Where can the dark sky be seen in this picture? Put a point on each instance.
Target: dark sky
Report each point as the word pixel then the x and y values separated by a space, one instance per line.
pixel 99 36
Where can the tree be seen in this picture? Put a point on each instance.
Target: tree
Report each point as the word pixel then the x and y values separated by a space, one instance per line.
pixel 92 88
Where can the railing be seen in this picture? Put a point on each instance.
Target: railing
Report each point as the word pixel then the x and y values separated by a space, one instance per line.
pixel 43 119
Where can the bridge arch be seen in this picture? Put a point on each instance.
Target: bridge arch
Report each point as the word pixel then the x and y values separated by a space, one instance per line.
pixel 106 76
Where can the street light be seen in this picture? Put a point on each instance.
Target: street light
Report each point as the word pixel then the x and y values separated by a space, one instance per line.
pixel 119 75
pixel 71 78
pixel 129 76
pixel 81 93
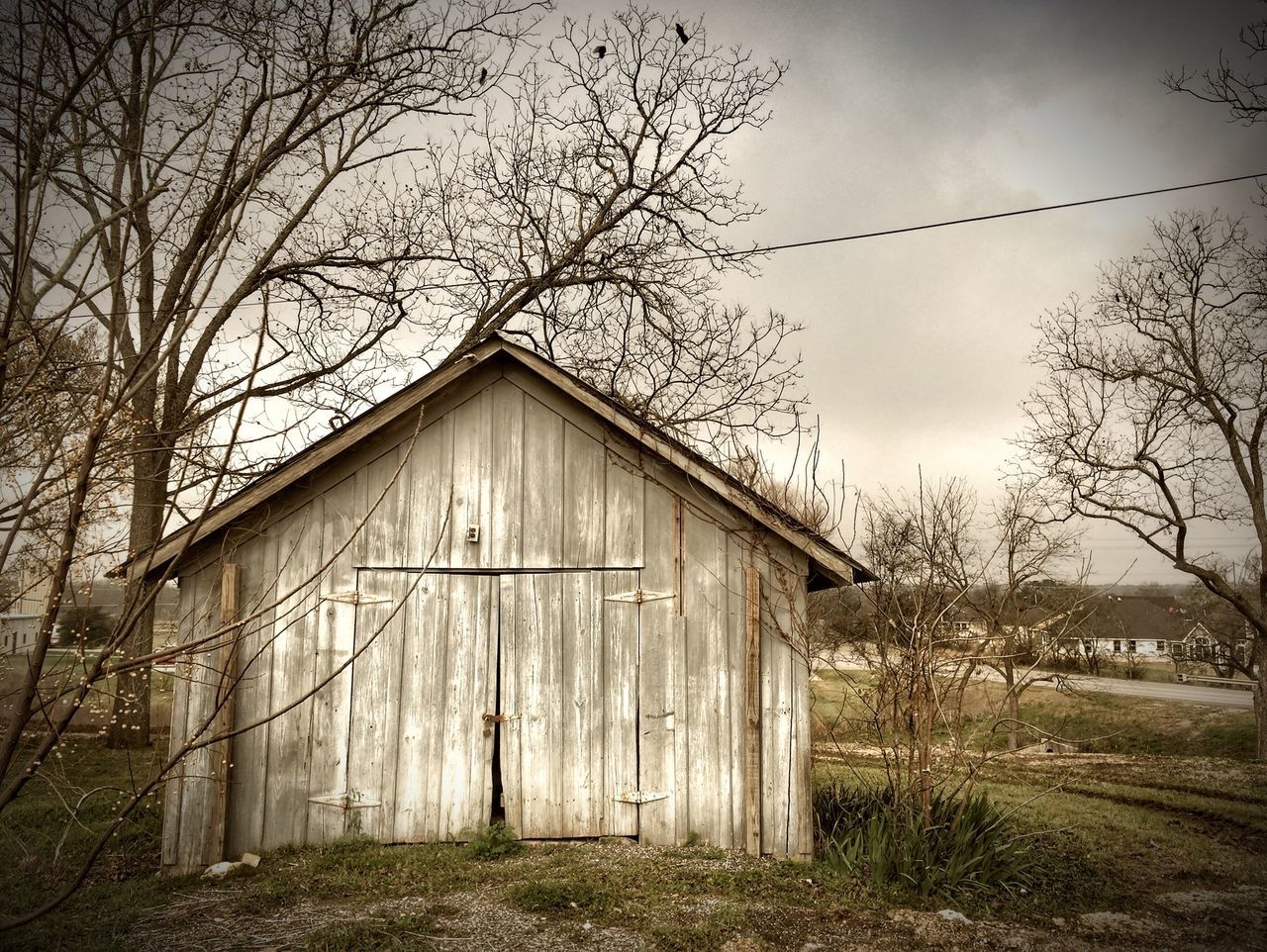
★ ★ ★ ★
Render every line of the items above as a numbered list, omitting blank lines and leaving out the pictures.

RESPONSE TO THIS EXERCISE:
1. Where can the dark sky be seen in this picture? Put a point on each instance.
2. Target: dark sky
3. Report each point as the word pixel then the x and y values separated by a space, one instance per line.
4. pixel 99 36
5. Where can the tree be seen in this picture? Put a point on each instance.
6. Target: tree
7. Report each point as the word pixel then the x and y values separated by a space, one instance per line.
8. pixel 92 88
9. Where can the railing be seen in this picture? Put a point on each instance.
10. Target: railing
11. Report each point as the word pixel then the x and y values separated by a space, one instance per line.
12. pixel 43 119
13. Where can the bridge arch be seen in this picture? Put a point on each instance.
14. Target: bridge arch
15. Report each point as the word pixel then the x and y values separated by a space, one instance per line.
16. pixel 106 76
17. Where can the street light be seen in this picture? Put a point on each instance.
18. Target: street light
19. Report each point as the word pixel then the x and y values separated by a space, one instance per line.
20. pixel 119 75
21. pixel 71 78
22. pixel 129 76
23. pixel 81 93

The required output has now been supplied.